BEGIN Available records

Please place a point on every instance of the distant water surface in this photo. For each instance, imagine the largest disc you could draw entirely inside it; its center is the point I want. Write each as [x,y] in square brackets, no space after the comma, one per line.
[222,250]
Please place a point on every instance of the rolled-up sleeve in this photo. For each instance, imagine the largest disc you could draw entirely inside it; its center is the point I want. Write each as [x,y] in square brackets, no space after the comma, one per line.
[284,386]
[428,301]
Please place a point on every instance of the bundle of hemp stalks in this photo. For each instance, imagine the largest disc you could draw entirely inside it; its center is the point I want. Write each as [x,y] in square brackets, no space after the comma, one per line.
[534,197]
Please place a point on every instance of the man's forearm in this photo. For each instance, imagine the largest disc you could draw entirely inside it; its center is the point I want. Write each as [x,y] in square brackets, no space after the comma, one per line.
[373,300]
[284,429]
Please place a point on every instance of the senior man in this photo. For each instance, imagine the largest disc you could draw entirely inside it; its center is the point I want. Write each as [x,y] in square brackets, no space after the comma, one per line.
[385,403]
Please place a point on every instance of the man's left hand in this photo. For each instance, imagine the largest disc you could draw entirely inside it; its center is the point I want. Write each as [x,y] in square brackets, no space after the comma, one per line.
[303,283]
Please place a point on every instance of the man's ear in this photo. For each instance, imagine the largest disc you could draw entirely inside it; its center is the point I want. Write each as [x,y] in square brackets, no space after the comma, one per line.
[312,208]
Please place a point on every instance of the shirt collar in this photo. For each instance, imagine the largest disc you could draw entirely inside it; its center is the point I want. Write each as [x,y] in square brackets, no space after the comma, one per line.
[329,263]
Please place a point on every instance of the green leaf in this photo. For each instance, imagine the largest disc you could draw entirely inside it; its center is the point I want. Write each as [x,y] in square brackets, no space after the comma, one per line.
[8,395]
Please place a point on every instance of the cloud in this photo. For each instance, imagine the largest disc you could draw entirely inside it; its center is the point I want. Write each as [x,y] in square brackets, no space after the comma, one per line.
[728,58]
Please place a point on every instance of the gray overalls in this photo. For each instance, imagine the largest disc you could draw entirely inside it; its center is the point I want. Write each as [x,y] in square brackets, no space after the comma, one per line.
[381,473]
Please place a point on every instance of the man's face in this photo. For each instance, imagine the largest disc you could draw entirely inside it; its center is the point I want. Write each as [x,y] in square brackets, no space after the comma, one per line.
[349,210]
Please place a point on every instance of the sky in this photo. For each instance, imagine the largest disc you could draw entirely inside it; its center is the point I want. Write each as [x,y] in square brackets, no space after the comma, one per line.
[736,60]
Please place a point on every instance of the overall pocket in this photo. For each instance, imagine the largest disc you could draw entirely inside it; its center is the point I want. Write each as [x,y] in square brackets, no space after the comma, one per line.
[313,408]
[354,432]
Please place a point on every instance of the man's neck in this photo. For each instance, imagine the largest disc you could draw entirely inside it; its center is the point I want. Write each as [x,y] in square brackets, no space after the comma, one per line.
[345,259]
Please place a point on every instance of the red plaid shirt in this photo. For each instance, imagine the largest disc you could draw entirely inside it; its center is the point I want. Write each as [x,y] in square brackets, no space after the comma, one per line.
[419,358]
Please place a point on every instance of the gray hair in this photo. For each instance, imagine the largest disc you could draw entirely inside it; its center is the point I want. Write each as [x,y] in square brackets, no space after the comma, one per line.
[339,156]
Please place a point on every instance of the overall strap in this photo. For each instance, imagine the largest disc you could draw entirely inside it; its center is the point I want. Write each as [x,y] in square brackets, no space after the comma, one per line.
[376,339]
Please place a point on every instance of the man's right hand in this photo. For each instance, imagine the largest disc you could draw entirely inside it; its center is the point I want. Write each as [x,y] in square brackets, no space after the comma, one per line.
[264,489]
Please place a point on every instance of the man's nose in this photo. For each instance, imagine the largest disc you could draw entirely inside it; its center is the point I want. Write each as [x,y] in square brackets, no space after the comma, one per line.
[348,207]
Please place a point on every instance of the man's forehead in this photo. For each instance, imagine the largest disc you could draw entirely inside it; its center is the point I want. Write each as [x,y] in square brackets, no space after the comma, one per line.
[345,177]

END Available records

Rewrite the stretch from the line containing "Please place a point on every instance of the man's forehead" through the end of the items, keeping the request line as it is, and shift every coordinate in the answers by adding 77 to each number.

- _Response to this exercise_
Please place a point on every instance of the man's forehead in this photo. For each instance, imagine the largest disc you could draw entirely inside it; its center is the point I want. Write each as [x,y] in square brackets, no space after the comma, one per line.
[422,254]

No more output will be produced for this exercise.